# [Tasks to complete]
A – Do these statements agree with the WWIII blog post? Answer yes or no for each, and quote the deciding words from the post. (i) The post calls the fall of the Berlin Wall the final act of the Cold War. (ii) The post says the quoted passage was written by Power Line. (iii) The quoted passage says Washington confronted the Iranian challenge on the terrain of ideology.
B – According to the WWIII blog post, who wrote the larger piece that the quoted passage was taken from?

Friday, December 15, 2006

The Truth About WWIII (or IV)

From time to time, we engage in discussions about our current conflict with the Islamofascists, and are often confronted with nomenclature issues. Specifically, what the heck do we call this conflict?

Some opt for World War III, given the global arena in which the current conflict is currently unfolding. But others claim that World War III is what we really should have called the Cold War, since a world war was precisely what it was: a roughly 40 Years War with the dark forces of international Communism with the old Soviet Union at the helm of an Evil Empire. That ideological battle was essentially won in a most unconventional way and concluded in a manner equally unconventional. By faking the Rushkies out with Star Wars, Ronald Reagan effectively spent the Evil Empire to death. The final act of this Last Battle was the fall of the Berlin Wall, once again, a most unconventional conclusion to a long, global conflict of epic proportions.

Of course, old Commies, like old Soldiers, never die. Their relativism, nihilism, and tendency to lie brazenly has found a home in the ongoing, unfolding phenomenon of Islamofascism, the adherents of which employ largely the same tactics of perpetual disinformation and slander to demonize their enemies and snooker the weak-kneed socialist wannabes who inhabit the judiciary, the arts, the media, and academia. With these willing dupes, including the old-guard commies, the Islamofascists are making it quite difficult for us to pin them down and take them out.

But just as the world eventually learned that Marxism was in the end a sham philosophical cover for creating a new and different upper class dedicated to lording it over everyone else, so, too, must the world eventually come to grips with the core of the current 40 Years War: the War Against Islamofascism, which will one day be dubbed either WW III or IV. And the following is probably the best short summary we've seen to date of what is at stake:
In the 1930s, some believed it would be possible to solve the particular problem of the Sudeten-Germans in negotiations with Hitler without considering the place of the Sudeten question in the overall strategy of the Nazis. In the 1980s, some believed it was possible to solve the particular problem represented by the seizure of the embassy in negotiations with Khomeini without considering the significance of the embassy seizure in the strategic conception of Islamism more generally. Today, with the separation of the nuclear question from the ideological dimension of the conflict, this mistake is being repeated. Although the letter made headlines around the world, Washington hesitated to confront the Iranian challenge on its own terrain: that of ideology.Policymakers focused on business as usual and thus missed the opportunity to present the real alternative facing both Muslim and non-Muslim societies: Does the world want to be oriented by life or by death? Does the world prefer individual and social self-determination or to be ruled by a clique of mullahs and their cult of death?
Bolding above is courtesy HazZzMat.

This brilliant assessment is snipped from a larger piece by Matthias Küntzel on the current fascist rulers of Iran. Well worth reading. A hat tip to Power Line, which discovered this article first.

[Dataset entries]
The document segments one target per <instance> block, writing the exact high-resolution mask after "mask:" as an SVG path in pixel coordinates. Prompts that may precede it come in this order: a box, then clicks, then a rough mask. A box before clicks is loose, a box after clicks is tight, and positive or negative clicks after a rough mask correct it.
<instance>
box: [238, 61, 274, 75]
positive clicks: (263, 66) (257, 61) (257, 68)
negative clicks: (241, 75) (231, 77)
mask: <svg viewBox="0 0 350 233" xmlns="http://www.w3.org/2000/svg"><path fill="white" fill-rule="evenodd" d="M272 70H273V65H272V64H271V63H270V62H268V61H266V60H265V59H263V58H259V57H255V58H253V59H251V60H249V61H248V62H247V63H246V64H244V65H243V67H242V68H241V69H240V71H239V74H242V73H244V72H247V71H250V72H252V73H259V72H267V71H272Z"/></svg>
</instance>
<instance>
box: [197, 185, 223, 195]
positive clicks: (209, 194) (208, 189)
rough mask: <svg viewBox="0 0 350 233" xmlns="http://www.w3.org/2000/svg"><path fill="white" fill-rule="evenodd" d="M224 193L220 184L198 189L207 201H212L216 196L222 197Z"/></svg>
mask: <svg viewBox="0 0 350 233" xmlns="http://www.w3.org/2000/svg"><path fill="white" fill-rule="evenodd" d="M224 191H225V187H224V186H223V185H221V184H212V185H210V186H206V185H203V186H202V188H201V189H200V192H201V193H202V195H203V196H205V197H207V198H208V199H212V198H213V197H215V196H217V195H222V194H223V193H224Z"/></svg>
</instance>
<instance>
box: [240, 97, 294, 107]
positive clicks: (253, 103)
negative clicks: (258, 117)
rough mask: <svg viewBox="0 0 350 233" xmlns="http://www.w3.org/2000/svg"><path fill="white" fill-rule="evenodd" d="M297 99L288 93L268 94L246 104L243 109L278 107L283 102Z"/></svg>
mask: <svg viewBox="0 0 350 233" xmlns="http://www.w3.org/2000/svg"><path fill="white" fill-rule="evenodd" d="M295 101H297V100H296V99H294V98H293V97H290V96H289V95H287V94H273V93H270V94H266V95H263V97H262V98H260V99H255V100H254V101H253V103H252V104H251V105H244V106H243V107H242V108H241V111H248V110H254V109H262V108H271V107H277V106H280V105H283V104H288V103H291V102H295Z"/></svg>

# [Answers by task]
A –
(i) Yes: "The final act of this Last Battle was the fall of the Berlin Wall"
(ii) No: "This brilliant assessment is snipped from a larger piece by Matthias Küntzel"
(iii) No: "Washington hesitated to confront the Iranian challenge on its own terrain: that of ideology."

B – Matthias Küntzel.